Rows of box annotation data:
>> start

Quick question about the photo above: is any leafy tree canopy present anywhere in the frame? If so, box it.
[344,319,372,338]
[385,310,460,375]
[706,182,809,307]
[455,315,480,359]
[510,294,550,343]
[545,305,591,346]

>> end

> Problem statement:
Switch "leafy tree canopy" to "green foliage" throughout the rows and reproduce them with all other text unchanged.

> Complete output:
Quick question about the photo above: is any green foliage present anywhere in the frame? If so, box it.
[344,319,372,338]
[385,310,460,375]
[706,182,809,307]
[455,315,480,359]
[510,294,550,343]
[545,305,591,346]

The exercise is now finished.